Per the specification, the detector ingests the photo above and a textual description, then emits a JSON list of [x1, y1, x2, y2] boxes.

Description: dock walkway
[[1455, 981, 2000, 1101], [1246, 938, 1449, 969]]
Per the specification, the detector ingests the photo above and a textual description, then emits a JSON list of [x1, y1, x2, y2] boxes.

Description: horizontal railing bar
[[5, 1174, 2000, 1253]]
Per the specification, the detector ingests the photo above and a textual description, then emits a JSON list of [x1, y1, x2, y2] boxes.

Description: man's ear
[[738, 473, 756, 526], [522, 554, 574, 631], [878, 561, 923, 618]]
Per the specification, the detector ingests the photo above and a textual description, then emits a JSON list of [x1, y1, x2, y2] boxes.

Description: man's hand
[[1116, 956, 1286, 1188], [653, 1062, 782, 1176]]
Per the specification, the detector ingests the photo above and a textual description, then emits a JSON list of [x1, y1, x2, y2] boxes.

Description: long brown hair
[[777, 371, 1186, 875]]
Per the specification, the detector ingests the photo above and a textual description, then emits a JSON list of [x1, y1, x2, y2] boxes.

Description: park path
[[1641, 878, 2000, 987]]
● ● ● ● ●
## TASK STATEMENT
What this exercise asks for is the data above, retyped exactly.

## SOLUTION TO THIS EXERCISE
Per the specification, the detector ingests the photo above and a textual description, then emits a JSON list of [x1, y1, x2, y2] boxes.

Description: dock walkway
[[1455, 981, 2000, 1101], [1246, 938, 1449, 969]]
Per the specification, the detector ingests the photo above and a textual description, then emits a JSON list of [x1, y1, x2, y2] boxes.

Description: horizontal railing bar
[[5, 1174, 2000, 1253]]
Per the specification, the detector ingests the photo above and a textual description, then emits a JSON list of [x1, y1, x2, y2] boxes.

Description: man's ear
[[738, 473, 756, 526], [522, 554, 574, 631], [878, 561, 923, 618]]
Per the specification, the detector ingests the photo above and a textual description, then emits a JSON list of [x1, y1, x2, y2] boxes.

Description: man's hand
[[1116, 956, 1286, 1188], [653, 1062, 782, 1176]]
Per the specification, the detector ingests the photo above and a textual description, then emits a JSON list of [x1, y1, x2, y2] boxes.

Description: long brown hair
[[777, 371, 1186, 875]]
Per the specification, the detector ingests the photo above and a textual description, then emits a JSON list of [x1, y1, x2, y2] boxes.

Description: park path
[[1641, 878, 2000, 987]]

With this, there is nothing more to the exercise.